§ **The request**:
Count the lines in the items below that contain the string "plant", treating case as significant, and give only the number.

Records of labeled points:
· · · ·
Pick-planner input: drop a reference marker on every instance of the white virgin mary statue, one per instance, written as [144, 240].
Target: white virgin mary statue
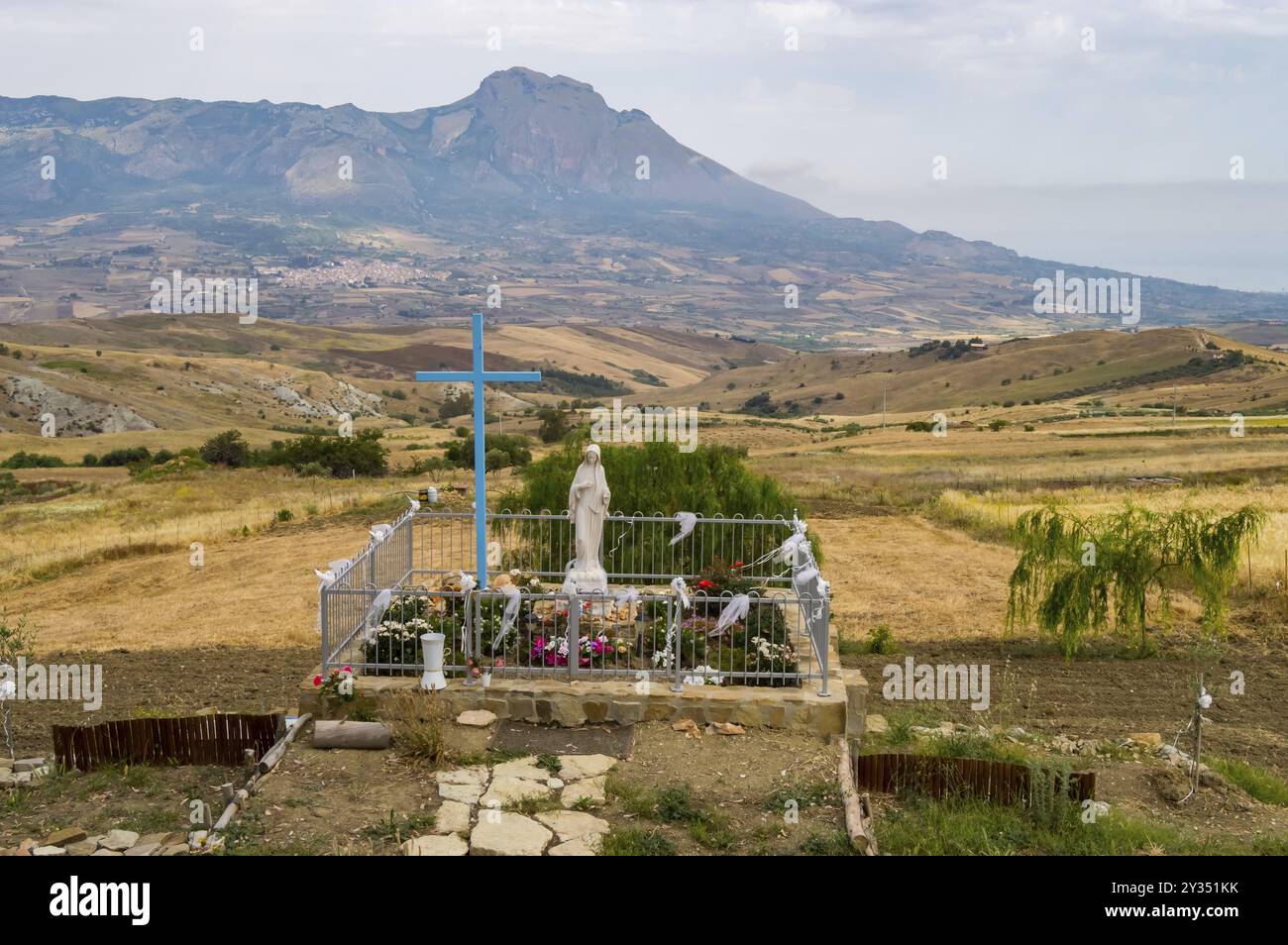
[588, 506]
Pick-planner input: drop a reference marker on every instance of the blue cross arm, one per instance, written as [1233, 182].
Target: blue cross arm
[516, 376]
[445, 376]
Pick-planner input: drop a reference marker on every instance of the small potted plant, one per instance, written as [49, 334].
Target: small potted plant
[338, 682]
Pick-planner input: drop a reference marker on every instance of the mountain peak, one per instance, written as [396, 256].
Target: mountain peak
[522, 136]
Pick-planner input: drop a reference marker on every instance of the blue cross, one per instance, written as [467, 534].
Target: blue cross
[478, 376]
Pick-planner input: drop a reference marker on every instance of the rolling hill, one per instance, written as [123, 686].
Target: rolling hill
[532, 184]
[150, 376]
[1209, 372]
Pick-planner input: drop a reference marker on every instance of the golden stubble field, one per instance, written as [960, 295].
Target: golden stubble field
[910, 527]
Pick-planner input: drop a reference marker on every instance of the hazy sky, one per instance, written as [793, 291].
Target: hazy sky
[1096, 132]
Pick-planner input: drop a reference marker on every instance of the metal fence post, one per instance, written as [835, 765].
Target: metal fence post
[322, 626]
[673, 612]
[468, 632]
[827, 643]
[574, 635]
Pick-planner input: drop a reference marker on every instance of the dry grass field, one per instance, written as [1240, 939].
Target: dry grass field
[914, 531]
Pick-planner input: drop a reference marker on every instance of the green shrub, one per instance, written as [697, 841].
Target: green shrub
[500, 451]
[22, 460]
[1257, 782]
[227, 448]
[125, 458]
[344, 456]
· · · ·
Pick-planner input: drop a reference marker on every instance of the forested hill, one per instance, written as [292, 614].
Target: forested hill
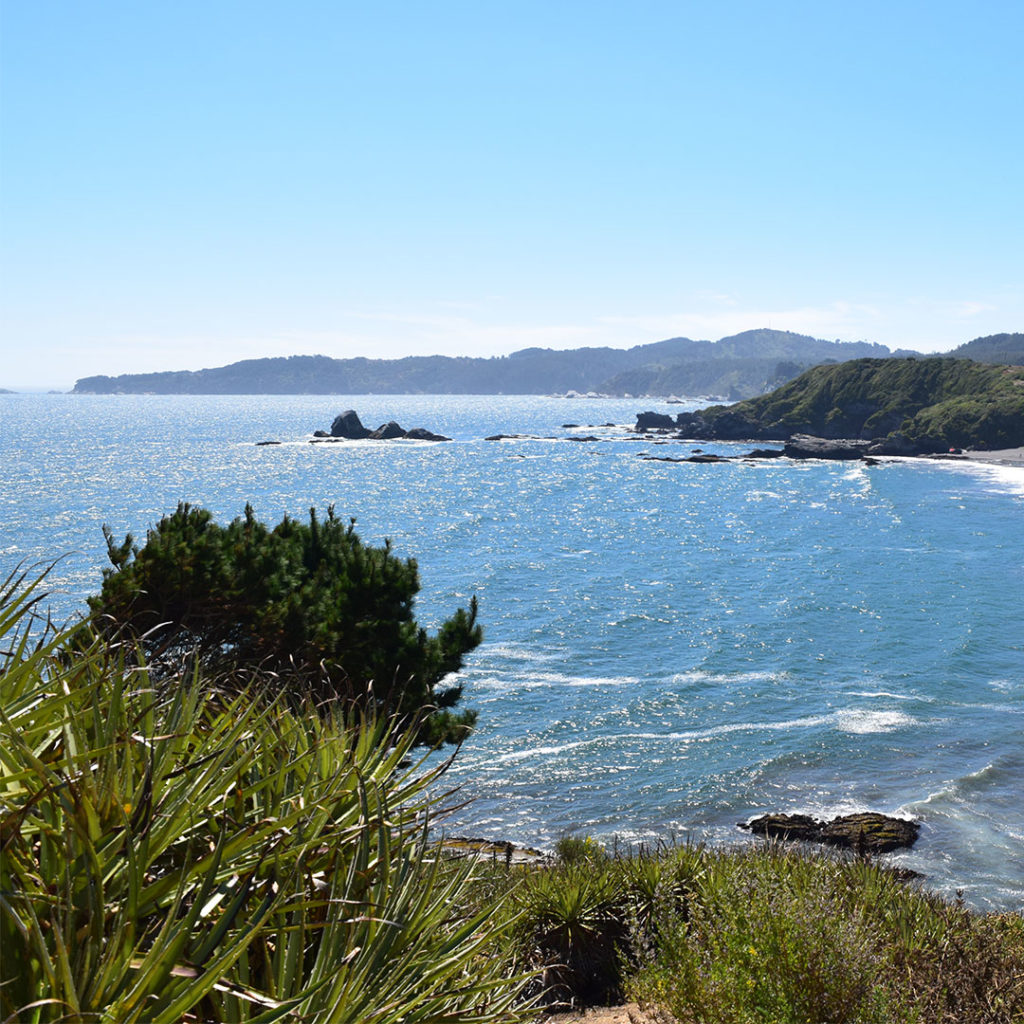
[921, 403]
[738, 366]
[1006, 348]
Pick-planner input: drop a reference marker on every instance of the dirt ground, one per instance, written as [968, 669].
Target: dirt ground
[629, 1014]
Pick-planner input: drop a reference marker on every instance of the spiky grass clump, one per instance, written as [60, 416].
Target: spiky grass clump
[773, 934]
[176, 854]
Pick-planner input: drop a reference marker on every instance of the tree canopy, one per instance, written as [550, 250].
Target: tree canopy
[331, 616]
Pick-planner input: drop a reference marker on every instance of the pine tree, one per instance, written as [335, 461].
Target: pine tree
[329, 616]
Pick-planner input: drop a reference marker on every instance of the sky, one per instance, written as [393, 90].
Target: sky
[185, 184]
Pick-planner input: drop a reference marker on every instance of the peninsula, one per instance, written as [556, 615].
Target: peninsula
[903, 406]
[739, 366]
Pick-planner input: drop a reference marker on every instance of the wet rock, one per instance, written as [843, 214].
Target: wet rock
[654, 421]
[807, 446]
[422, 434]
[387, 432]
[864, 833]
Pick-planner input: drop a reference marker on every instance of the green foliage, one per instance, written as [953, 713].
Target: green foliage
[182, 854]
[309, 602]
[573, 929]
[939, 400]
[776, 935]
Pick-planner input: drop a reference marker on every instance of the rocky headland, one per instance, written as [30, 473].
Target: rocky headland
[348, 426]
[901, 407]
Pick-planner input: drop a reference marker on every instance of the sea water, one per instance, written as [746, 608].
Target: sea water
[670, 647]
· · · ·
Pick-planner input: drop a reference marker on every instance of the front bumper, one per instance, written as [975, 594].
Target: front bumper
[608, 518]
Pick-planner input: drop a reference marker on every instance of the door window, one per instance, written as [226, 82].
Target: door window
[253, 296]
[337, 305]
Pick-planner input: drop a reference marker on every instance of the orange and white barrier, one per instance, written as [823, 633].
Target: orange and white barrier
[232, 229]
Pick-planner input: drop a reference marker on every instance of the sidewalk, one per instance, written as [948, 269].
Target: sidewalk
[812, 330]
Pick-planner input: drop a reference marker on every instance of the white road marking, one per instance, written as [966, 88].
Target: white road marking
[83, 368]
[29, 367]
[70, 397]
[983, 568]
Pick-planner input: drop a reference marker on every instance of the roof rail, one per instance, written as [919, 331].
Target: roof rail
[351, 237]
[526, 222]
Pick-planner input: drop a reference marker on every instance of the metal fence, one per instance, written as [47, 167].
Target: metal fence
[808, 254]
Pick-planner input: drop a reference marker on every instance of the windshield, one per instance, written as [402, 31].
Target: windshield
· · · ·
§ **Task answer**:
2